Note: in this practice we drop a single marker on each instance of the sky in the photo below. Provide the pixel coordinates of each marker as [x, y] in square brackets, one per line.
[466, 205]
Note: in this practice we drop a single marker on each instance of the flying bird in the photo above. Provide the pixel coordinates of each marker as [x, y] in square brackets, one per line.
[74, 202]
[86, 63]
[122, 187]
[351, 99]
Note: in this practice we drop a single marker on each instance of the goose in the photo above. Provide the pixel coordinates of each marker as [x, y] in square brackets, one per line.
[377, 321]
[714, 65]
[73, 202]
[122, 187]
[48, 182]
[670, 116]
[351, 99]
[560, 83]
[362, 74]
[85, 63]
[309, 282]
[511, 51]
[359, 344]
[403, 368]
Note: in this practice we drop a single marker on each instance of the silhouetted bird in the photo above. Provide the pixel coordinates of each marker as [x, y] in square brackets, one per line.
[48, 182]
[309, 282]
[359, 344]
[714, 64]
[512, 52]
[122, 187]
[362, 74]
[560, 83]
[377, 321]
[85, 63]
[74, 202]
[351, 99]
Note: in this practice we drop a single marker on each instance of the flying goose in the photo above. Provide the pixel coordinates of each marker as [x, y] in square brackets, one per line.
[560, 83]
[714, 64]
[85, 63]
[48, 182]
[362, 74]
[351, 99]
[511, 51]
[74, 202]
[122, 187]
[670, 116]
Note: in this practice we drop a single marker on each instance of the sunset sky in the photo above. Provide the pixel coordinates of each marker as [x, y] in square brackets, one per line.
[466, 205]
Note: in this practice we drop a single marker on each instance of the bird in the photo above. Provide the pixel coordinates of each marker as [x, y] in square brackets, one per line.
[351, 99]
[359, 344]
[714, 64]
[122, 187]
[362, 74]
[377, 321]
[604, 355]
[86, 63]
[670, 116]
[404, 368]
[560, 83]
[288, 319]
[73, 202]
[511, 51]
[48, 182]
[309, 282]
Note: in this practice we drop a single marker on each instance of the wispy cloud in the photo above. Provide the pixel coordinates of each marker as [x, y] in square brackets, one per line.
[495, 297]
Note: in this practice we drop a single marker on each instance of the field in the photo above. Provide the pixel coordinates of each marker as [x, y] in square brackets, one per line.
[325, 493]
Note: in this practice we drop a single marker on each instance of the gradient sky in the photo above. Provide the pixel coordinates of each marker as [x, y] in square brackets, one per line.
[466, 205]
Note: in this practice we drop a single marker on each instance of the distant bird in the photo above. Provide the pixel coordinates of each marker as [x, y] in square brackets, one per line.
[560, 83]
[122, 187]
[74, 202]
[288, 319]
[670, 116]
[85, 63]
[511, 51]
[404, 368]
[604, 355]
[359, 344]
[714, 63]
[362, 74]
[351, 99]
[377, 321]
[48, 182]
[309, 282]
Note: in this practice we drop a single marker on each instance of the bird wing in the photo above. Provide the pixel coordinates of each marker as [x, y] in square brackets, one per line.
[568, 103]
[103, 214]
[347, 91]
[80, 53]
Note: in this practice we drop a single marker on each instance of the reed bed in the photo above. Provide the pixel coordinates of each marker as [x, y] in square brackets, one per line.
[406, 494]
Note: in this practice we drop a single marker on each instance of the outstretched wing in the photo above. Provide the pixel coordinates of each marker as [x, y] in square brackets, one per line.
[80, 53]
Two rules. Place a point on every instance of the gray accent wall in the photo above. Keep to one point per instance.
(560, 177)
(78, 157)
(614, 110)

---

What is required
Every piece of the data is to be set down again exactly.

Answer to the exercise
Note: in this practice we drop a single marker on each instance of the sky in the photo below. Provide the pixel coordinates of each marker as [x, y] in square brackets, one per line.
[466, 205]
Note: in this practice we drop a single marker on each instance of the flying bird in the photo above. Provide the pixel coordinates of each marker as [x, y] in square brackets, one per line.
[74, 202]
[86, 63]
[122, 187]
[351, 99]
Note: in this practice we drop a single marker on each instance of the goose in the photo above. Provide the pixel coordinates of each marker as [x, y] in square brackets, one per line.
[377, 321]
[714, 65]
[73, 202]
[122, 187]
[48, 182]
[670, 116]
[351, 99]
[560, 83]
[362, 74]
[85, 63]
[309, 282]
[511, 51]
[359, 344]
[403, 368]
Note: in this practice we drop a single marker on each instance of the silhouetted bird in the photo above. Provide the pixel coordinates of each marker as [x, y] in square brackets, one per line.
[48, 182]
[309, 282]
[359, 344]
[714, 64]
[512, 52]
[122, 187]
[362, 74]
[560, 83]
[377, 321]
[85, 63]
[74, 202]
[351, 99]
Note: in this practice we drop a single marker on each instance of the flying goose in the photo above. Provide the pixel coordinates of each marker as [x, y] in square brackets, one per line.
[560, 83]
[714, 64]
[85, 63]
[48, 182]
[362, 74]
[351, 99]
[511, 51]
[74, 202]
[122, 187]
[670, 116]
Note: in this practice we drop a single marker on each instance of the sunset sky in the photo above. Provide the pixel coordinates of each marker as [x, y] in square brackets, one per line.
[466, 205]
Note: in this practice we drop a single marker on each instance of the bird in the photo above. Provide the pixel coordinates of each marker as [x, y] in square brackets, one per line.
[351, 99]
[359, 344]
[714, 64]
[122, 187]
[362, 74]
[377, 321]
[604, 355]
[86, 63]
[670, 116]
[404, 368]
[560, 83]
[288, 319]
[73, 202]
[511, 51]
[48, 182]
[309, 282]
Note: in this practice we drop a single marker on each instance of the wispy cloud in the photo above. Provide the pixel coordinates of each marker as [x, y] in square brackets, one per line.
[495, 297]
Note: in this practice we drop a single marker on each instance of the field in the photo above. Provide the pixel coordinates of each marker as [x, y] in square brackets, one per line.
[325, 493]
Note: in this practice we drop a single marker on each instance of the gradient sky in the photo above. Provide the pixel coordinates of each marker as [x, y] in square brackets, one per line.
[466, 205]
Note: in this practice we drop a single marker on each instance of the distant bird in the photo above. Provide the pixel coordinates of each marker as [x, y] in square brackets, one per line.
[560, 83]
[122, 187]
[74, 202]
[288, 319]
[670, 116]
[85, 63]
[511, 51]
[404, 368]
[604, 355]
[359, 344]
[714, 63]
[362, 74]
[351, 99]
[377, 321]
[48, 182]
[309, 282]
Note: in this practice we drop a single marker on each instance of the bird wing in the photo above. Provide the pixel coordinates of each marker as [x, y] in square brackets, one per line.
[568, 103]
[103, 214]
[347, 91]
[80, 53]
Note: in this practice we drop a single marker on each instance of the reed bed in the photo above. Provide the pixel coordinates of each marker as [x, y] in square brackets, one per line.
[406, 494]
Note: in this practice we drop a single marker on each instance of the outstretched wing in the photo above. Provide the pixel coordinates of each marker as [x, y] in square brackets, one per line.
[80, 53]
Two rules. Place a point on every instance of the gray accent wall in the photo above. Keep to one point per instance.
(560, 177)
(78, 157)
(614, 110)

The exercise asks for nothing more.